┌──

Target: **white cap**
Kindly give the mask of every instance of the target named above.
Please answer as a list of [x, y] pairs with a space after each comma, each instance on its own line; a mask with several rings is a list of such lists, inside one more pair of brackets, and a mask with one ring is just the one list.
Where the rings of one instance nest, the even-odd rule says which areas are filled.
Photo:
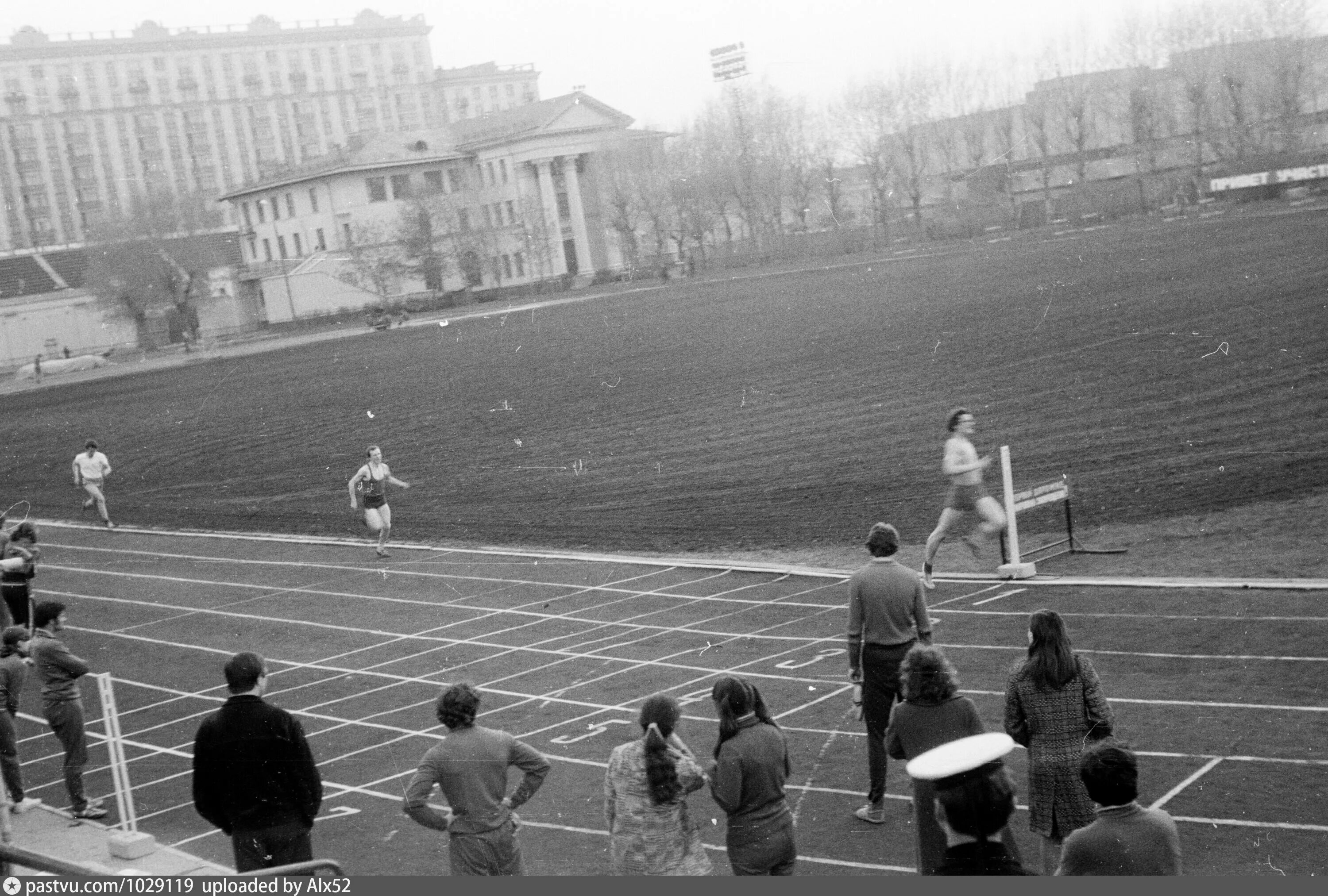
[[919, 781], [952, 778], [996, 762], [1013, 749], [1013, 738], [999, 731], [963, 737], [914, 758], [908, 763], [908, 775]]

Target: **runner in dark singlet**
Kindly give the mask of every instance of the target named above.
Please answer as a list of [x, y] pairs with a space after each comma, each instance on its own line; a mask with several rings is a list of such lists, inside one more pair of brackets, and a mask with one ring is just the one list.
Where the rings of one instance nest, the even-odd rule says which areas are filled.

└──
┌──

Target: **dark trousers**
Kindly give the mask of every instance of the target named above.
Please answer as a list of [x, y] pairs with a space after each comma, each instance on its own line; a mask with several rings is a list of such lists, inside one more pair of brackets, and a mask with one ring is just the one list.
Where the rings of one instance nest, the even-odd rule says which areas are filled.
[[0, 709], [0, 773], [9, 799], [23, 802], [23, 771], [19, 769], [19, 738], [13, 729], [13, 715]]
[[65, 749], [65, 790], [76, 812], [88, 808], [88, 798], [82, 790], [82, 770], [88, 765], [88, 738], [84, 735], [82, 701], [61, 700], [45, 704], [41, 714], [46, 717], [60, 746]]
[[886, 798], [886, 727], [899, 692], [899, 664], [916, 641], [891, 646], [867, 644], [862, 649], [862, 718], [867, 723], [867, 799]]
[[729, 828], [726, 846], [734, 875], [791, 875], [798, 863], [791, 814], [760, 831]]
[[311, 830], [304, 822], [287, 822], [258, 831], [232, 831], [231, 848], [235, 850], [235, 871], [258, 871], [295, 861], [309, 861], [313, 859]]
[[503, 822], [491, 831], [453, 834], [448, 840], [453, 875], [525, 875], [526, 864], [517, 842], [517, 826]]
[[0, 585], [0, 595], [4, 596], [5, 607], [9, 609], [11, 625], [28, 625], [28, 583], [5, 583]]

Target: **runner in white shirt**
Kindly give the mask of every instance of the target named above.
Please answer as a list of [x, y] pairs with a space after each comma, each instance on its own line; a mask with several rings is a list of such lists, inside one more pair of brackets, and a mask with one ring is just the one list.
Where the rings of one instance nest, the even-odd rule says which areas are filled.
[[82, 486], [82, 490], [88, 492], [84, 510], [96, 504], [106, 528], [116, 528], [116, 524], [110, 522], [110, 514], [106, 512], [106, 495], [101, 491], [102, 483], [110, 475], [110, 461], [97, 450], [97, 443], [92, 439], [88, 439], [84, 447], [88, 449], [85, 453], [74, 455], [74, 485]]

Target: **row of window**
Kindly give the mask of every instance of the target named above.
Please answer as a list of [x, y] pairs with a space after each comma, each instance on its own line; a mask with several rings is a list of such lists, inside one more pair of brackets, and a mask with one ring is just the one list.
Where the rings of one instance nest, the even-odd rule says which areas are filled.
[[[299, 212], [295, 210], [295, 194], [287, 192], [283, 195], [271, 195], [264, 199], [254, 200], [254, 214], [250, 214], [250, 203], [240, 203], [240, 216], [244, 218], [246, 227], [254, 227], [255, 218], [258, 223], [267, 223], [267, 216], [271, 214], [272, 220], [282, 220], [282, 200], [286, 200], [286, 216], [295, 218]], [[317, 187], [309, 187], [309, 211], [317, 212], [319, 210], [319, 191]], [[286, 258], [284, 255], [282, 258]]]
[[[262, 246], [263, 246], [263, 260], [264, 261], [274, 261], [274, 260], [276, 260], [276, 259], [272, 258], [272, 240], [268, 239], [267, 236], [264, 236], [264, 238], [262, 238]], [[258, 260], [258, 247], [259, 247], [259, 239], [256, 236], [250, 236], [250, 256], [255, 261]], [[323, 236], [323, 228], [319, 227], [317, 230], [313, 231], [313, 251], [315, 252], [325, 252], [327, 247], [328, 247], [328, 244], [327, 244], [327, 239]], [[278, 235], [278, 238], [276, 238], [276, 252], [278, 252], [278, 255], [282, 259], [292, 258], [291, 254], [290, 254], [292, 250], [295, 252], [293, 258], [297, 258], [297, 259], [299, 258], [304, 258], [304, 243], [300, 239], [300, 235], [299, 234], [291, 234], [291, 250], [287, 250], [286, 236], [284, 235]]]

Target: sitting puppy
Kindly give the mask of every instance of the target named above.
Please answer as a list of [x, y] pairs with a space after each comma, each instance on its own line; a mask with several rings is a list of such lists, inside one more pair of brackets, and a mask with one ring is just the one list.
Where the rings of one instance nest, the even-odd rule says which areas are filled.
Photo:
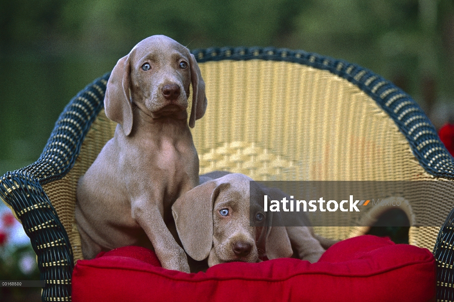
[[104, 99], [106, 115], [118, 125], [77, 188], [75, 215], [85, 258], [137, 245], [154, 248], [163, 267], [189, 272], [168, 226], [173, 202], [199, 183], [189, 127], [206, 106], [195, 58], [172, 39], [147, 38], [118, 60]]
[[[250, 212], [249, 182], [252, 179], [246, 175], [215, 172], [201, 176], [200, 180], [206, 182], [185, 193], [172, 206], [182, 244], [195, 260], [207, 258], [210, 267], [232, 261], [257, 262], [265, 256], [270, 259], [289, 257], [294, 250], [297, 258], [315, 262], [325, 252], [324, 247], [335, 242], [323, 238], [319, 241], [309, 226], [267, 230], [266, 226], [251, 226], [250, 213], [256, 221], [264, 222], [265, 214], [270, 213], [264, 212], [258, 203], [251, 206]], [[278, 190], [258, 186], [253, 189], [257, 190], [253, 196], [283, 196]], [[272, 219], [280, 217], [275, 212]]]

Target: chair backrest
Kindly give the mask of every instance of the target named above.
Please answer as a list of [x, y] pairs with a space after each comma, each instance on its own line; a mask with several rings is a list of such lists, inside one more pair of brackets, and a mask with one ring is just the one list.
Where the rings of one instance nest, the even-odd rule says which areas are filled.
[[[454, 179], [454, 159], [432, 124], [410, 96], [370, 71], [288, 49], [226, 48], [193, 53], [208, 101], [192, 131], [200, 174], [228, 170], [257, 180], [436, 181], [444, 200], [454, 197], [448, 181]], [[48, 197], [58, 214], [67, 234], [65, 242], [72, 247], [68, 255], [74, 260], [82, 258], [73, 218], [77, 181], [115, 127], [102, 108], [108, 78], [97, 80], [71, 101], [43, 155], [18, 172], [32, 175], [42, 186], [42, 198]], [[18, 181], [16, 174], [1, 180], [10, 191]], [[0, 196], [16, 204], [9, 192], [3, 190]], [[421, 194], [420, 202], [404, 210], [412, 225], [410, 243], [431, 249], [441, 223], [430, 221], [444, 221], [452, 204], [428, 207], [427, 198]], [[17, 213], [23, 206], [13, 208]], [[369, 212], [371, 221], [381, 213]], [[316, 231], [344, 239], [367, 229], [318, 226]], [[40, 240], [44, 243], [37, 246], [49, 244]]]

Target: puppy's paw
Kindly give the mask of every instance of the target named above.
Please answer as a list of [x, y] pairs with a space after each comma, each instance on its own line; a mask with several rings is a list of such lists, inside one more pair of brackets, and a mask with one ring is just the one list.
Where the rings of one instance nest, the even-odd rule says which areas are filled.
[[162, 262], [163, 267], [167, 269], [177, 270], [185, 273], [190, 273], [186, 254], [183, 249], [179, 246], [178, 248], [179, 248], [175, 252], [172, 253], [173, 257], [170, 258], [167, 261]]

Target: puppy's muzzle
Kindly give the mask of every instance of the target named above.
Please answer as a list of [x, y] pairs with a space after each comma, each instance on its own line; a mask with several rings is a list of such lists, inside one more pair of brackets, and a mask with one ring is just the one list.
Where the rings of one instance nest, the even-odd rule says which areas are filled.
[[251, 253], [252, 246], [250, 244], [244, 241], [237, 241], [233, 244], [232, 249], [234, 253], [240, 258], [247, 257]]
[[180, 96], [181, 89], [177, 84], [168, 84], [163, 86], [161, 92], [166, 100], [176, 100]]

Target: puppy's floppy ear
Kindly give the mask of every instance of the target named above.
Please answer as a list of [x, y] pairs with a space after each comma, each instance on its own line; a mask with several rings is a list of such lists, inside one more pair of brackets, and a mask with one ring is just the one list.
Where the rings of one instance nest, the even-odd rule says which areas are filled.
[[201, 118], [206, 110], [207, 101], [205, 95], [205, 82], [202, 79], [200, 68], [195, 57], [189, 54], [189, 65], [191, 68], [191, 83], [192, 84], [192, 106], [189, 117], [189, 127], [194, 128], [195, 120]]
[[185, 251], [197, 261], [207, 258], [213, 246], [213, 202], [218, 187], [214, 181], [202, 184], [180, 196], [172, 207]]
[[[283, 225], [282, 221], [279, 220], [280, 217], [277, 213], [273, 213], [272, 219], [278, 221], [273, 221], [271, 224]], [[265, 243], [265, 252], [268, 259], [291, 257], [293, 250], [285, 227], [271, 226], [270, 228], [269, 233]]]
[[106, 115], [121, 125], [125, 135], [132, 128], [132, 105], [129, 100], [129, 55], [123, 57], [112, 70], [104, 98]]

└──
┌──

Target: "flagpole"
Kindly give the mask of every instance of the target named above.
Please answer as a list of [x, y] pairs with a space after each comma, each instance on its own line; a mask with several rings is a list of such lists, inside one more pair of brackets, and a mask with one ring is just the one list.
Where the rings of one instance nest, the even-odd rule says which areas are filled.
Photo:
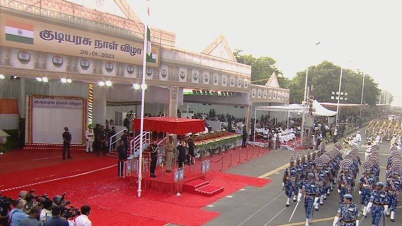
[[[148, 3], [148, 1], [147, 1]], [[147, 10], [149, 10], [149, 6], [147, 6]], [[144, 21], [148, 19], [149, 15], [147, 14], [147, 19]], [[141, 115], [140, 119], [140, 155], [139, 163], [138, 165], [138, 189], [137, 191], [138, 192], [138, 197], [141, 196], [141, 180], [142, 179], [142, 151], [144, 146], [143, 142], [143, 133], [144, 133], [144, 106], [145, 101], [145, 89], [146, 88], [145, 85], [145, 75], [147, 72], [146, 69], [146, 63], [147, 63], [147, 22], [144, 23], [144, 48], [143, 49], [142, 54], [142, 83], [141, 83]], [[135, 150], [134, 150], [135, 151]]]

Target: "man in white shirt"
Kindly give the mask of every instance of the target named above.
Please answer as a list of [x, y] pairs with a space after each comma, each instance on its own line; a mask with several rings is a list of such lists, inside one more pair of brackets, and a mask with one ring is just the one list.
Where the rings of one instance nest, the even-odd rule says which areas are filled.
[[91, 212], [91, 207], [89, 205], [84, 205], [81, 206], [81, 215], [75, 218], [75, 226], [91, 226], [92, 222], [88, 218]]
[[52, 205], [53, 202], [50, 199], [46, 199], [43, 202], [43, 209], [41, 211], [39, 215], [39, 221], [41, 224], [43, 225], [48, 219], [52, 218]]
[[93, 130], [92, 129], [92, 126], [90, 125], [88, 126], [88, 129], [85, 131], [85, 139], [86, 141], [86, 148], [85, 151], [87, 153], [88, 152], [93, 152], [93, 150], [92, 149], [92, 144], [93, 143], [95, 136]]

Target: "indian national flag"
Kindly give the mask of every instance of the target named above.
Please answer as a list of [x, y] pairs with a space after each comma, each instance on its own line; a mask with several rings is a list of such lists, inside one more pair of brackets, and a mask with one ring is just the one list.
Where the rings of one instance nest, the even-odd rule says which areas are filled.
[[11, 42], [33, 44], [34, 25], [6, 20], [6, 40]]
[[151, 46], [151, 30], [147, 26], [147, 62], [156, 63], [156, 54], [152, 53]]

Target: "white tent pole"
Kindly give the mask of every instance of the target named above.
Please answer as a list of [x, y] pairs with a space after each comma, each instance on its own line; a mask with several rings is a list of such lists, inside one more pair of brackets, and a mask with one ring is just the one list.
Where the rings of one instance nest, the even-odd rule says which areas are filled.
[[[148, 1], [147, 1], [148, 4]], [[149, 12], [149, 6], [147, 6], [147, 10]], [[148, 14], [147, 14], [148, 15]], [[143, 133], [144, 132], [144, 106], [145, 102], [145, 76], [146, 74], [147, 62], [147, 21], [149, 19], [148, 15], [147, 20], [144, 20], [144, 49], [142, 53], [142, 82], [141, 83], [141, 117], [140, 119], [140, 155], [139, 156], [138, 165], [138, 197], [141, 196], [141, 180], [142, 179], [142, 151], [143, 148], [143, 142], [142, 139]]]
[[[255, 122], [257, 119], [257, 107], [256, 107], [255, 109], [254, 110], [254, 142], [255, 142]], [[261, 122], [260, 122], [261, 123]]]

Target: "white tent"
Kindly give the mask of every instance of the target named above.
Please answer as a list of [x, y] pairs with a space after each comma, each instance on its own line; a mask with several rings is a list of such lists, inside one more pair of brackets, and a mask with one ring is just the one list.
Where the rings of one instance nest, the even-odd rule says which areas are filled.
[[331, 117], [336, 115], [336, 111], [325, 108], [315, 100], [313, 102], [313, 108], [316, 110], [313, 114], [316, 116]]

└──

### What you need to do
Copy everything from the line containing "Target: puppy's muzzle" down to the line containing "100], [176, 100]]", replacing "muzzle" with "snout" and leaving the rest of those entries unchanged.

### Result
Target: puppy's snout
Kindly give the mask of every instance of the target named above.
Please answer as a list of [x, y] pairs with a space after each comma, each instance on its own line; a mask with several rings is a list of such lists, inside one more pair of brackets, and a mask with one ring is just the one list.
Where the rings of one instance nest, the even-odd rule says which areas are filled.
[[251, 253], [252, 246], [250, 244], [244, 241], [237, 241], [233, 244], [232, 249], [234, 253], [240, 258], [247, 257]]
[[180, 96], [181, 89], [177, 84], [168, 84], [163, 86], [161, 92], [166, 100], [176, 100]]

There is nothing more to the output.